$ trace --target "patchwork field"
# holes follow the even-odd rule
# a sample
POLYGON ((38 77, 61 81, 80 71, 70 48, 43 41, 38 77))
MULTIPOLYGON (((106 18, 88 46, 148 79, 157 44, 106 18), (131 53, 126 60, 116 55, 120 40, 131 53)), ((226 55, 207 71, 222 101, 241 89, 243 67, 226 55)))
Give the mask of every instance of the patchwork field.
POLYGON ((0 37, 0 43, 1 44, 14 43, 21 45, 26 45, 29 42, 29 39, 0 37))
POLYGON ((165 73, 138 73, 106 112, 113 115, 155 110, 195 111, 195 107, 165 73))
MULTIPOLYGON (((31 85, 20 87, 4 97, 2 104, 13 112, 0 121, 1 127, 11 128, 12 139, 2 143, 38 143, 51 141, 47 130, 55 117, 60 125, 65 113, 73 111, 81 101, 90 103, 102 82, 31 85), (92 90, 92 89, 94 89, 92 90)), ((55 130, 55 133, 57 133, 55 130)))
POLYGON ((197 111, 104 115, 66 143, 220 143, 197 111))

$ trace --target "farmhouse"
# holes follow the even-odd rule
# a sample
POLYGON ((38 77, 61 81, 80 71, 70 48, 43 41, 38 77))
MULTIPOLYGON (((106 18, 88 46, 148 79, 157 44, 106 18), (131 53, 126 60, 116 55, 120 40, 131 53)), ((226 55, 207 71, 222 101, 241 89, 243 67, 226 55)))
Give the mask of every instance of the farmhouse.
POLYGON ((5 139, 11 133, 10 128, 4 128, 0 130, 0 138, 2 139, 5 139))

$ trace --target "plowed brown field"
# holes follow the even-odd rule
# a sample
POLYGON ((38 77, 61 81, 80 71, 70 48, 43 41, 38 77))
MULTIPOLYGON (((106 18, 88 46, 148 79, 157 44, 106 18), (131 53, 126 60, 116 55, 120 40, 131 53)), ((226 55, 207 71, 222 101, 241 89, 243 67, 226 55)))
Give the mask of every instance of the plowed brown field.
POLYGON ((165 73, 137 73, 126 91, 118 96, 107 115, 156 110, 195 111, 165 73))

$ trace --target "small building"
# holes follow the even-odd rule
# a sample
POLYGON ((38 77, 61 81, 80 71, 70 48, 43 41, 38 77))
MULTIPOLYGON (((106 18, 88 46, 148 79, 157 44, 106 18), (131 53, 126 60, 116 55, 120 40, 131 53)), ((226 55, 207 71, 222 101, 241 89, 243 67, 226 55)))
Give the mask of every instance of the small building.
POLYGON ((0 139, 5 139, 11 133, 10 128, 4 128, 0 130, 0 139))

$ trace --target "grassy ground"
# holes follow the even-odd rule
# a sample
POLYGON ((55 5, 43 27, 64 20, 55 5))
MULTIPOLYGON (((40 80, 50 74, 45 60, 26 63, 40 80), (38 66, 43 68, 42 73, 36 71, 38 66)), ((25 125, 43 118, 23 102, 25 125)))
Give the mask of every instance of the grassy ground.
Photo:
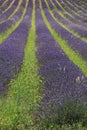
POLYGON ((0 99, 0 130, 32 130, 32 114, 38 106, 41 80, 36 57, 35 4, 21 72, 9 84, 8 95, 0 99))

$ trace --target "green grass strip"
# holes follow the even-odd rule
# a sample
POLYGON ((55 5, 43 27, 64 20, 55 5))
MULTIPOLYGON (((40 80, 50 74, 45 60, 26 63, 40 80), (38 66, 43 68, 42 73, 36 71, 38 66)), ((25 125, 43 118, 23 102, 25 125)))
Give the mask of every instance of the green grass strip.
POLYGON ((10 82, 6 98, 0 99, 0 130, 33 130, 32 114, 38 106, 42 82, 36 57, 35 3, 21 72, 10 82))
POLYGON ((22 13, 22 16, 21 18, 16 22, 15 25, 12 25, 11 28, 7 29, 6 32, 0 34, 0 44, 3 43, 8 37, 9 35, 15 31, 15 29, 20 25, 20 23, 22 22, 25 14, 26 14, 26 11, 27 11, 27 8, 28 8, 28 2, 29 0, 26 0, 26 5, 25 5, 25 8, 23 10, 23 13, 22 13))
POLYGON ((69 47, 68 43, 65 40, 63 40, 58 35, 58 33, 52 28, 51 24, 49 23, 49 21, 47 20, 47 18, 45 16, 45 12, 44 12, 44 10, 42 8, 41 0, 39 0, 39 2, 40 2, 40 9, 41 9, 41 14, 42 14, 43 20, 44 20, 46 26, 48 27, 51 35, 58 42, 58 44, 60 45, 61 49, 68 56, 68 58, 82 70, 82 72, 84 73, 85 76, 87 76, 87 62, 85 60, 83 60, 82 57, 78 53, 73 51, 69 47))
POLYGON ((62 26, 64 29, 66 29, 68 32, 70 32, 70 33, 71 33, 72 35, 74 35, 75 37, 81 39, 81 40, 84 41, 84 42, 87 42, 87 38, 81 37, 81 35, 80 35, 79 33, 77 33, 77 32, 75 32, 75 31, 69 29, 64 23, 60 22, 60 20, 59 20, 58 18, 56 18, 56 17, 54 16, 53 12, 51 11, 50 6, 49 6, 47 0, 45 0, 45 2, 46 2, 46 5, 47 5, 47 8, 48 8, 48 11, 49 11, 50 15, 52 16, 52 18, 53 18, 60 26, 62 26))

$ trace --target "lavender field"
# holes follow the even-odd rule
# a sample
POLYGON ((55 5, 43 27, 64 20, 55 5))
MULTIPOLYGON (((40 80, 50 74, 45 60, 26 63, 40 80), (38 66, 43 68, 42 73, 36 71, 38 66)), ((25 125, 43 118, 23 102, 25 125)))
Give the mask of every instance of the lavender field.
POLYGON ((87 0, 0 0, 0 130, 87 130, 87 0))

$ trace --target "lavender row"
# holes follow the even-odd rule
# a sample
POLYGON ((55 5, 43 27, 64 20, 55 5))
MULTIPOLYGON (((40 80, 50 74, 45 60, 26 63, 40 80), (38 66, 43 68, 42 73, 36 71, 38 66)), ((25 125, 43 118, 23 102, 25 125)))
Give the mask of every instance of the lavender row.
POLYGON ((20 26, 0 45, 0 93, 5 93, 7 84, 21 69, 31 12, 31 9, 27 10, 20 26))
POLYGON ((62 26, 60 26, 49 14, 47 9, 44 9, 46 17, 49 21, 49 23, 52 25, 52 27, 58 32, 58 34, 67 41, 69 46, 75 50, 78 51, 79 54, 84 58, 87 59, 87 43, 80 40, 79 38, 76 38, 73 36, 70 32, 68 32, 66 29, 64 29, 62 26))
MULTIPOLYGON (((43 22, 40 10, 36 11, 37 56, 44 81, 43 98, 35 115, 46 118, 56 108, 74 100, 87 99, 87 79, 64 54, 43 22), (43 115, 44 114, 44 115, 43 115)), ((56 113, 55 113, 56 114, 56 113)))
POLYGON ((87 37, 87 25, 85 26, 77 26, 76 24, 70 23, 69 21, 62 18, 57 12, 54 11, 54 16, 58 18, 58 20, 63 23, 66 27, 68 27, 70 30, 73 30, 74 32, 78 33, 81 37, 87 37))
MULTIPOLYGON (((9 1, 9 2, 11 2, 11 1, 9 1)), ((16 1, 15 1, 16 2, 16 1)), ((14 2, 14 4, 15 4, 15 2, 14 2)), ((19 1, 18 1, 18 3, 19 3, 19 1)), ((8 3, 9 4, 9 3, 8 3)), ((10 7, 6 12, 4 12, 4 13, 2 13, 2 15, 0 16, 0 21, 2 21, 2 20, 5 20, 5 19, 7 19, 12 13, 13 13, 13 11, 15 10, 15 6, 14 6, 14 4, 12 5, 12 7, 10 7)), ((8 7, 8 5, 7 5, 7 7, 8 7)), ((3 7, 3 8, 5 8, 5 9, 7 9, 7 7, 3 7)), ((5 10, 5 9, 1 9, 1 10, 5 10)))
MULTIPOLYGON (((23 4, 23 3, 22 3, 23 4)), ((23 9, 19 9, 17 13, 11 17, 9 20, 6 22, 0 24, 0 33, 5 32, 8 28, 10 28, 13 24, 16 24, 16 22, 20 19, 22 15, 23 9)))

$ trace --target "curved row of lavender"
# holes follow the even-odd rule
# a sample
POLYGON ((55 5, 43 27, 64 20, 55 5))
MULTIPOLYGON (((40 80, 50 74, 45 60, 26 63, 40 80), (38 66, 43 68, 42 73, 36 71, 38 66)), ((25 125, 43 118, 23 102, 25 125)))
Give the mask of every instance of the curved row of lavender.
MULTIPOLYGON (((49 3, 50 3, 50 1, 49 1, 49 3)), ((50 3, 50 5, 51 5, 50 8, 54 8, 51 3, 50 3)), ((55 10, 53 11, 53 13, 54 13, 54 16, 66 27, 75 31, 81 37, 87 37, 87 24, 84 24, 83 22, 78 23, 78 21, 76 21, 75 19, 71 23, 71 22, 67 21, 66 19, 62 18, 55 10)))
MULTIPOLYGON (((78 22, 78 24, 82 24, 82 25, 84 25, 85 24, 85 20, 83 20, 82 18, 78 18, 78 16, 76 17, 76 18, 74 18, 74 16, 73 16, 73 13, 71 13, 71 11, 70 10, 68 10, 67 9, 67 7, 63 4, 63 2, 61 2, 61 0, 54 0, 54 4, 55 4, 55 6, 59 9, 59 10, 61 10, 62 11, 62 13, 68 18, 68 19, 70 19, 70 21, 72 21, 72 22, 74 22, 75 23, 75 21, 76 21, 76 23, 78 22), (60 5, 59 5, 60 4, 60 5), (62 9, 62 8, 63 9, 62 9)), ((71 8, 71 10, 72 10, 72 8, 71 8)), ((78 12, 80 12, 80 11, 78 11, 78 12)), ((81 14, 80 14, 81 15, 81 14)), ((86 17, 85 17, 86 18, 86 17)))
MULTIPOLYGON (((12 1, 9 0, 6 3, 6 5, 4 5, 3 7, 0 8, 0 10, 2 12, 5 11, 8 8, 8 6, 10 5, 10 2, 12 2, 12 1)), ((8 10, 6 10, 5 12, 2 13, 2 15, 0 15, 0 21, 6 20, 12 14, 12 12, 15 10, 15 7, 14 7, 15 3, 16 3, 16 1, 14 1, 13 5, 8 10)))
POLYGON ((28 8, 19 27, 0 45, 0 93, 8 89, 8 83, 21 69, 24 48, 30 28, 32 9, 28 8))
MULTIPOLYGON (((71 3, 71 2, 70 2, 71 3)), ((72 2, 73 3, 73 2, 72 2)), ((79 14, 79 11, 78 13, 75 12, 75 7, 71 8, 72 6, 70 4, 68 4, 68 2, 66 0, 63 0, 62 2, 62 5, 65 6, 65 8, 72 13, 72 15, 75 17, 75 18, 78 18, 79 20, 80 19, 85 19, 85 17, 83 15, 81 15, 81 13, 79 14)))
MULTIPOLYGON (((47 9, 44 10, 49 21, 53 23, 47 9)), ((87 100, 87 78, 53 39, 40 12, 39 9, 36 10, 36 46, 40 63, 39 73, 45 87, 38 111, 34 115, 39 120, 58 116, 58 107, 70 101, 87 100)), ((58 25, 56 27, 61 29, 58 25)))
POLYGON ((52 27, 58 32, 58 34, 67 41, 67 43, 70 45, 70 47, 78 51, 79 54, 84 58, 87 59, 87 43, 80 40, 79 38, 76 38, 68 32, 66 29, 64 29, 62 26, 60 26, 50 15, 48 12, 48 9, 44 9, 45 15, 49 21, 49 23, 52 25, 52 27))
MULTIPOLYGON (((18 3, 18 2, 16 2, 16 3, 18 3)), ((22 5, 21 6, 23 6, 23 2, 22 2, 22 5)), ((17 8, 15 5, 14 5, 14 8, 17 8)), ((12 9, 12 8, 11 8, 12 9)), ((13 10, 13 9, 12 9, 13 10)), ((21 9, 21 7, 20 7, 20 9, 16 12, 16 14, 15 15, 13 15, 13 17, 11 17, 9 20, 7 20, 7 21, 5 21, 5 22, 3 22, 2 24, 0 24, 0 33, 4 33, 8 28, 11 28, 11 26, 13 25, 13 24, 16 24, 16 22, 20 19, 20 17, 21 17, 21 15, 22 15, 22 11, 23 11, 23 9, 21 9)), ((9 13, 11 14, 12 12, 9 10, 9 11, 7 11, 4 15, 5 15, 5 17, 7 16, 7 14, 9 14, 9 13)), ((3 18, 3 15, 1 15, 0 17, 2 17, 3 18)), ((1 19, 0 19, 0 21, 1 21, 1 19)))

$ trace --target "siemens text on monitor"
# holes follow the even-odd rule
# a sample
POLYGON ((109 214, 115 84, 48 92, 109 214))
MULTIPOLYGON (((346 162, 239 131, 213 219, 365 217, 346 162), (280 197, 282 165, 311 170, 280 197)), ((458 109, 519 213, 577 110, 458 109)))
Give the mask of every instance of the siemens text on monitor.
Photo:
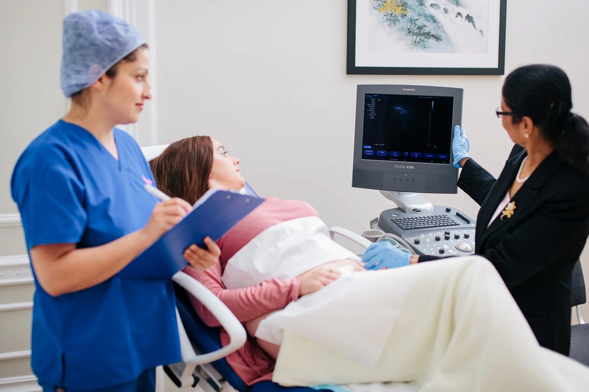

++++++++++

◆ Exercise aim:
Pull out every line of the data above that contains the word "lavender". Uppercase and lowercase letters count as different.

◆ Complete response:
$ trace --target "lavender field"
Give the mask of every instance of the lavender field.
$ trace --target "lavender row"
Give the mask of every instance of the lavender row.
$ trace --target "curved row of lavender"
Give the mask of every instance of the curved row of lavender.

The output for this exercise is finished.